> Exercise tasks
A - Answer these questions using the essay about home in wartime Aleppo.
(i) For how many years did the writer live in the family house?
(ii) Which color did the writer's mother favor throughout the house?
(iii) What did the writer pack when leaving for the UK?
B - Carry on the essay about home in wartime Aleppo, starting after its final sentence.

> Document text
###

In War-Torn Aleppo, There's No Place Like Home

Photo by Flickr user Vincent Ferron (CC BY-NC 2.0)

Photo by Flickr user Vincent Ferron (CC BY-NC 2.0)

This post is part of a special series of articles by blogger and activist, Marcell Shehwaro, describing the realities of life in Syria during the ongoing armed conflict between forces loyal to the current regime, and those seeking to oust it.

Very few Syrians have not experienced compulsory displacement. The fact of having to move from one place to another, abandoning the tangible present while ruminating on memories over and over again until they’re worn out. And like many Syrians, I too have a story involving houses—“luckily”, I should add, because for hundreds of thousands of people a cold tent is now all they have.

Throughout my past life—“prior to the revolution,” I mean—I lived in a house, a nice family home. My parents moved there when my mother was pregnant with me. A small house in one of Aleppo’s prestigious neighbourhoods where I lived for 28 years, during the majority of which I shared a room with my elder sister.

In our house green predominated. My mother, who was fascinated by this colour, invaded our bedroom with it: summer sheets and winter covers, the kitchen, the bathroom and most of the little decorative ornaments. As for me and my father, we competed for space on the shelves to hold our books all over the house.

Twenty-eight years living in the same house, as a result of which I developed strange habits, like being able to fall asleep even in the noisiest of times because I got used to the noises of the busy street outside.

I left it around two years ago, when I travelled to the UK to study for a Master’s degree. I packed only two large suitcases of clothes, thinking I would come back to get the rest of my things. How mistaken I was.

Shortly after my departure I became one of the hundreds of thousands of activists wanted by various State security branches because of my political activity. State security personnel visited our family house twice, and thank God they found no one there. This, however, made any attempt by me to visit our house an insane risk that could be classified as suicide.

###

(Point annotation dataset records)
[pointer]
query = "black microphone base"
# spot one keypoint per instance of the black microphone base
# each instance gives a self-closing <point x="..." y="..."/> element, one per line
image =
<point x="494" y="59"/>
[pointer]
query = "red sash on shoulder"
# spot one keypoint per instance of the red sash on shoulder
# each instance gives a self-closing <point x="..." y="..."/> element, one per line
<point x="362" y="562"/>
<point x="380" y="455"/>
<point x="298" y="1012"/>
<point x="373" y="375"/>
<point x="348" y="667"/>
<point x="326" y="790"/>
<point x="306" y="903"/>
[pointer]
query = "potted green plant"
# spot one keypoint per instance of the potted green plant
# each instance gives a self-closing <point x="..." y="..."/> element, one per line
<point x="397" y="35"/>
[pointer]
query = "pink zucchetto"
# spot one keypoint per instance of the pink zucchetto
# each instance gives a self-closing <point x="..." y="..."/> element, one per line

###

> Final results
A -
(i) 28 years.
(ii) Green.
(iii) Two large suitcases of clothes.

B -
Before my elder sister took off to Turkey—due to the safety threat she faced merely on account of being “my sister”—she packed our lives into boxes. Our pictures, our books, my parents’ pictures (which is all we have left of them), their love letters, their clothes, our clothes, our childhood toys, our house’s green ornaments, the feminine things my mother once bought me when she hoped I would marry one day, my father’s watch which I promised I’d give to the man I would love as much as I loved my father. Even though I finally found this man, I broke the promise: the watch sits there in a box somewhere along with copies of the book that I once published but have not even a single copy of today.

My entire past life is stacked in boxes, humble boxes that don’t manifest their grand contents. And just like us, our boxes await the chance for redemption or for burning down by an enemy’s missile, or a friend’s—it doesn’t really matter. Or maybe they’ll be violated just like everything in this country, stolen by a mad man hunkered behind his weapon.

After those 28 years my experience with houses took a sharp detour, for I have already slept in almost 50 houses in the past two years.

On the first Christmas holiday after my initial departure, we knew well that I was wanted by State security, but I took the risk of sneaking back into my city, Aleppo. And to avert security forces I slept in 20 different houses, a new house every day. Secretly meeting my sister at friends’, fortuitously kissing her kids, unable to explain to them my invisibility and the importance of keeping our meetings a secret.

Moving around every day with my suitcase and my laptop “which should not contain any thing that could condemn me at the regime’s check points”. Moving around from one house to the other, followed by the wondering, rather terrified gazes of my friends’ parents, whom I cannot blame.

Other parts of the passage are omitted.